Top of PAGE EXCERPT

Rodolfo Herrero was a Mexican military officer, noteworthy for his participation in the Mexican Revolution of 1910 to 1920. He is generally believed to be the officer responsible for the death of President Venustiano Carranza.

==Biography==
In early 1920, Herrero was a rebel commander subordinate to General Manuel Peláez. In March 1920, he surrendered to Carranza's forces under the promise of amnesty and was allowed to keep his rank of General.

In May 1920, Carranza's government collapsed under pressure from forces supporting Álvaro Obregón. Carranza and his supporters attempted to flee to Veracruz. At the Aljibes rail station, they were informed that the rail line had been severed and that Veracruz had fallen. Carranza then proposed to travel on foot north to San Luis Potosí. Near the rural village of La Union Carranza's small party was joined by the forces of Rodolfo Herrero. Herrero offered to guide and escort Carranza's party through the rugged rural area of northern Puebla. He escorted the party to the small settlement of Tlaxcalantongo. Herrero then excused himself by saying he had to attend to a wounded brother Hermilo Herrero, but promised to return.

Bottom of PAGE EXCERPT
Top of MATERIAL PROVIDED

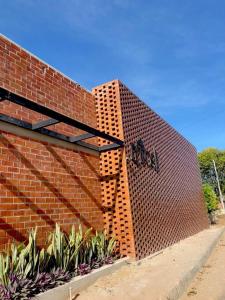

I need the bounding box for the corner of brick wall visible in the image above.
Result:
[0,36,103,248]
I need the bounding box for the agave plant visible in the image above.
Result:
[0,225,116,300]
[0,254,10,286]
[92,231,116,261]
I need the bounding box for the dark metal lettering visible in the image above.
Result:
[131,139,159,172]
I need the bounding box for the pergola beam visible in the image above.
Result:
[0,88,124,146]
[32,119,59,130]
[70,133,95,143]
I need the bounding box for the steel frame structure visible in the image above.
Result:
[0,87,124,153]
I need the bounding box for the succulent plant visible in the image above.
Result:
[0,225,116,300]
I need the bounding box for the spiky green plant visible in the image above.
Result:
[0,254,10,286]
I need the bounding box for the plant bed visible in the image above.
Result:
[0,225,117,300]
[34,257,129,300]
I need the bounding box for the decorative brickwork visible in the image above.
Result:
[93,80,208,259]
[0,36,208,259]
[93,81,134,256]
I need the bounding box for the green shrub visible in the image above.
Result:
[0,224,116,300]
[203,183,218,214]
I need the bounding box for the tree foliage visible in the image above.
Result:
[203,183,218,214]
[198,148,225,195]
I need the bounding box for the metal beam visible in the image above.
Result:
[0,88,124,146]
[99,144,120,153]
[0,114,99,152]
[70,133,95,143]
[32,119,59,130]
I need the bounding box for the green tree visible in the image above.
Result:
[203,183,218,214]
[198,148,225,195]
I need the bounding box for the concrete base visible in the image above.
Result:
[71,227,225,300]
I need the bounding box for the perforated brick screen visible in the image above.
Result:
[93,80,208,258]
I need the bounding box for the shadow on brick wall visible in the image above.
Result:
[0,134,103,246]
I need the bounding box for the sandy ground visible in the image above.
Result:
[69,225,225,300]
[181,216,225,300]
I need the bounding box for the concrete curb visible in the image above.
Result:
[166,227,225,300]
[36,257,129,300]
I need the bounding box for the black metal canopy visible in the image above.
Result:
[0,87,124,153]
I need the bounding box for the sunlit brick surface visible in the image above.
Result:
[93,80,208,258]
[0,36,103,249]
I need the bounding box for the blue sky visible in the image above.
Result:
[0,0,225,151]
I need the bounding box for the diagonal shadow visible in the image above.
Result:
[0,218,27,243]
[0,174,55,228]
[0,135,95,230]
[45,145,104,212]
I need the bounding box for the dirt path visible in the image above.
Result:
[180,217,225,300]
[69,227,225,300]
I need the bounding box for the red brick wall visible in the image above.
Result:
[93,80,208,259]
[0,36,103,248]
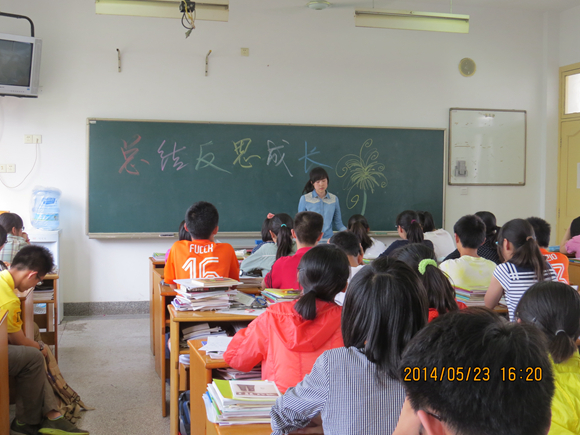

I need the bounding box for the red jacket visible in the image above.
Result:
[224,299,344,393]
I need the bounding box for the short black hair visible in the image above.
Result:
[526,217,551,248]
[0,213,24,234]
[0,225,8,249]
[515,281,580,364]
[453,214,485,249]
[185,201,220,240]
[340,257,429,379]
[399,308,554,435]
[328,231,362,257]
[294,244,350,320]
[568,216,580,237]
[10,245,54,276]
[294,211,324,245]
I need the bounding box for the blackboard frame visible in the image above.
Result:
[85,118,449,239]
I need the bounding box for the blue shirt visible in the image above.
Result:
[298,190,346,239]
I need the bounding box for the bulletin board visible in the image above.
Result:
[448,108,527,186]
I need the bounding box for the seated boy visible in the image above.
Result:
[0,213,30,263]
[439,214,496,290]
[526,217,570,284]
[393,308,554,435]
[262,211,324,290]
[0,246,88,435]
[164,201,240,289]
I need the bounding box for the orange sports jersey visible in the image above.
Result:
[540,248,570,284]
[163,240,240,284]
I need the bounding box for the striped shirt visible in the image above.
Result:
[493,261,557,321]
[270,347,405,435]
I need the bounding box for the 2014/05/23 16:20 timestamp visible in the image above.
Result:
[500,367,543,382]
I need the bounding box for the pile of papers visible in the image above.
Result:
[171,278,240,311]
[203,379,281,425]
[262,288,300,306]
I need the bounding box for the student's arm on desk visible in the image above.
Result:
[8,329,48,357]
[483,276,503,310]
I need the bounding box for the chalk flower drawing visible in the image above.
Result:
[336,139,388,215]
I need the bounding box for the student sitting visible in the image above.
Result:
[391,243,467,322]
[380,210,433,257]
[556,216,580,258]
[0,225,7,272]
[0,213,30,263]
[164,201,240,289]
[516,282,580,435]
[270,258,428,435]
[262,211,323,290]
[0,246,88,435]
[252,213,275,254]
[444,211,501,264]
[347,214,387,260]
[396,308,556,435]
[224,245,348,392]
[439,214,496,290]
[526,217,570,284]
[240,213,296,276]
[165,221,191,263]
[417,211,455,261]
[484,219,556,320]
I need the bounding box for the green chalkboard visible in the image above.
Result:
[88,119,445,237]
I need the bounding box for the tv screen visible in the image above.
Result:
[0,33,42,97]
[0,39,33,86]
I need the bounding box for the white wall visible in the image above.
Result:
[0,0,559,302]
[560,6,580,66]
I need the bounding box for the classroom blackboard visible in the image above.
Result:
[87,119,445,238]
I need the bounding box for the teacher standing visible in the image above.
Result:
[298,168,346,239]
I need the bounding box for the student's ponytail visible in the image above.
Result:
[515,281,580,364]
[396,210,425,243]
[270,213,294,260]
[348,214,373,252]
[294,244,350,320]
[392,243,459,314]
[498,219,549,281]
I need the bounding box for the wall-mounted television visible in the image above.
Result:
[0,33,42,97]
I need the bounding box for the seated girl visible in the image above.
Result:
[560,216,580,258]
[240,213,296,276]
[347,214,386,260]
[516,281,580,435]
[380,210,433,257]
[270,258,428,435]
[224,244,350,392]
[392,243,467,322]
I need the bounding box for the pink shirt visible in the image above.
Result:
[566,235,580,258]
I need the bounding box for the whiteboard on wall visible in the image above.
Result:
[449,108,527,186]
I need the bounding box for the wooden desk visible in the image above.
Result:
[0,310,10,434]
[568,261,580,286]
[149,257,165,356]
[34,273,58,362]
[169,305,256,435]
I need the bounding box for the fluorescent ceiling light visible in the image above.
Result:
[95,0,230,21]
[354,9,469,33]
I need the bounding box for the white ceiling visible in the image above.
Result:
[326,0,580,12]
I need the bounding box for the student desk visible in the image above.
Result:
[169,305,256,435]
[0,310,10,434]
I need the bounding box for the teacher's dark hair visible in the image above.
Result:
[515,281,580,364]
[302,167,330,195]
[294,245,350,320]
[341,257,428,379]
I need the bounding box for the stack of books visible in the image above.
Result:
[171,278,240,311]
[203,379,281,425]
[262,288,300,306]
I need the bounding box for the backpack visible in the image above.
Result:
[178,390,191,435]
[46,346,94,423]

Bottom of MATERIAL PROVIDED

**EXERCISES**
1 > Revise the text on Rodolfo Herrero, starting with "Rodolfo Herrero was" and going on through "President Venustiano Carranza.", so that "military officer" becomes "army officer".
2 > Put this sentence from the Rodolfo Herrero text into Spanish: "Carranza and his supporters attempted to flee to Veracruz."
Rely only on the text about Rodolfo Herrero for these tasks.

**COMPLETED EXERCISE**
1 >
Rodolfo Herrero was a Mexican army officer, noteworthy for his participation in the Mexican Revolution of 1910 to 1920. He is generally believed to be the officer responsible for the death of President Venustiano Carranza.

2 > Carranza y sus partidarios intentaron huir a Veracruz.